* [Aim of the exercise]
Copy out all of the material below word for word, with every line in its original order.

* [Dataset records]
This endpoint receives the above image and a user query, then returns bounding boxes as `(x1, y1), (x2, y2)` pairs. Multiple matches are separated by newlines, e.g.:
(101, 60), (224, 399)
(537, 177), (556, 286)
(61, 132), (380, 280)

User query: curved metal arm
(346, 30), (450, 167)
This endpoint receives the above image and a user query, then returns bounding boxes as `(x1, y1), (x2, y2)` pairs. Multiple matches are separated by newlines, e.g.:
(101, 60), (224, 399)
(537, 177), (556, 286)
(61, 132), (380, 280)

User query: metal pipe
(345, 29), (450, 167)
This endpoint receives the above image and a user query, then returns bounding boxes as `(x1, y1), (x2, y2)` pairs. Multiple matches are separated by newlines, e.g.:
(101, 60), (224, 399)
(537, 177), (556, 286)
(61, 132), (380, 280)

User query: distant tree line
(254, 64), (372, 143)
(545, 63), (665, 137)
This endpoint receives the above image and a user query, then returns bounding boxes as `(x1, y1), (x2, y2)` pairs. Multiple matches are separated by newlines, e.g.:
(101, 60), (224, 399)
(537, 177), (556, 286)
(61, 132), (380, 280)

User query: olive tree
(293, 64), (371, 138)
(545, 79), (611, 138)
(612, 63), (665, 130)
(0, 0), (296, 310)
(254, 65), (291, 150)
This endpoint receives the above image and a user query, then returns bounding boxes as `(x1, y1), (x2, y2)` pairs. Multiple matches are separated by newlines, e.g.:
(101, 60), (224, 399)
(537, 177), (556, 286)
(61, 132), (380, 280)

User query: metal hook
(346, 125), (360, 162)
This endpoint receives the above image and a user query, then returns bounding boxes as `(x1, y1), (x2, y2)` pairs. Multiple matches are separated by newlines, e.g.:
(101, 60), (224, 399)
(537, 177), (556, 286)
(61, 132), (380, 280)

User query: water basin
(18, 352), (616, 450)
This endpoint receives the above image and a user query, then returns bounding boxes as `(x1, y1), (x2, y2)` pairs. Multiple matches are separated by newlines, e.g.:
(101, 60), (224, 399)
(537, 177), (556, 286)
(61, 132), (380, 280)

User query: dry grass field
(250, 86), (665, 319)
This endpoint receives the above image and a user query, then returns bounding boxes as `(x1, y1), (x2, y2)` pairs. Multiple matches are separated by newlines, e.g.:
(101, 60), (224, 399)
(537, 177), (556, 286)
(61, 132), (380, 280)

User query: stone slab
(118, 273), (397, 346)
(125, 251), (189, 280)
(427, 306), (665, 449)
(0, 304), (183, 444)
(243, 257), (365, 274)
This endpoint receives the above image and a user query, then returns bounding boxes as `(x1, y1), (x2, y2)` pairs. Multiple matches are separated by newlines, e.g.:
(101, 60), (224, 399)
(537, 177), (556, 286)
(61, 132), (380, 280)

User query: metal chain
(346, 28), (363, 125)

* [Response to this task]
This endpoint receives the above image and a user query, then returns bounding boxes as `(x1, y1), (x2, y2)` pairs. Multiple matches are separated by newlines, e.g.:
(101, 60), (224, 399)
(537, 177), (556, 286)
(61, 132), (380, 280)

User query: curved metal arm
(346, 30), (450, 167)
This endpoint receives the above image and a user query, then returns bounding boxes as `(x1, y1), (x2, y2)` pairs. Multiple matches are separated by newlines, e.g.:
(101, 60), (224, 399)
(537, 177), (556, 286)
(61, 132), (380, 280)

User query: metal pipe
(345, 29), (450, 167)
This endpoint receives the above image and a user query, then returns bounding boxes as `(x1, y1), (x2, y2)` pairs. Multiple matches are separated by newlines, e.g.:
(101, 60), (224, 399)
(537, 177), (556, 286)
(61, 132), (380, 280)

User query: distant tree line
(254, 64), (372, 143)
(545, 63), (665, 137)
This endpoint receives the above image and a user query, then returns bounding boxes as `(x1, y1), (x2, y2)` pairs. Multiple matches are separated by newlines, e.g.:
(101, 60), (224, 399)
(537, 177), (556, 286)
(61, 132), (380, 280)

User query: olive tree
(293, 64), (371, 138)
(545, 79), (611, 138)
(612, 63), (665, 130)
(0, 0), (296, 310)
(254, 65), (291, 150)
This endpoint receives the above image and a user query, then returns bounding boxes as `(x1, y1), (x2, y2)` pairs. Multiple matches are separated by newlines, e.g.:
(101, 60), (224, 399)
(537, 177), (556, 286)
(61, 132), (380, 280)

User query: metal hook
(346, 125), (360, 162)
This endpoint receives the above image and a user query, then returns bounding boxes as `(x1, y1), (x2, y2)` pairs. Multiple matches are separated by newlines, e.g.:
(101, 60), (224, 399)
(537, 177), (556, 286)
(61, 132), (380, 280)

User query: water basin
(18, 352), (616, 450)
This endpoint receives the above image and a user query, then returns bounding boxes as `(x1, y1), (x2, y2)` pairs. Multiple matches are separated by newlines, e.g.:
(101, 60), (224, 399)
(537, 177), (556, 286)
(61, 132), (380, 280)

User query: dry grass field
(250, 86), (665, 319)
This endpoint receives the above image and a user query, then returns bounding boxes as `(x1, y1), (x2, y2)` pairs. Multiple matches are separated by newlines, e.g.:
(101, 60), (224, 399)
(537, 177), (556, 286)
(61, 132), (380, 280)

User query: stone slab
(118, 273), (397, 346)
(125, 251), (189, 280)
(427, 306), (665, 449)
(0, 304), (183, 444)
(243, 257), (365, 274)
This endpoint receives the above image and a user query, then returns bounding boxes as `(x1, y1), (x2, y2)` pairs. Multiple matches are separated by newlines, e.g.:
(101, 60), (224, 399)
(537, 177), (556, 286)
(61, 132), (380, 280)

User query: metal chain
(346, 28), (363, 125)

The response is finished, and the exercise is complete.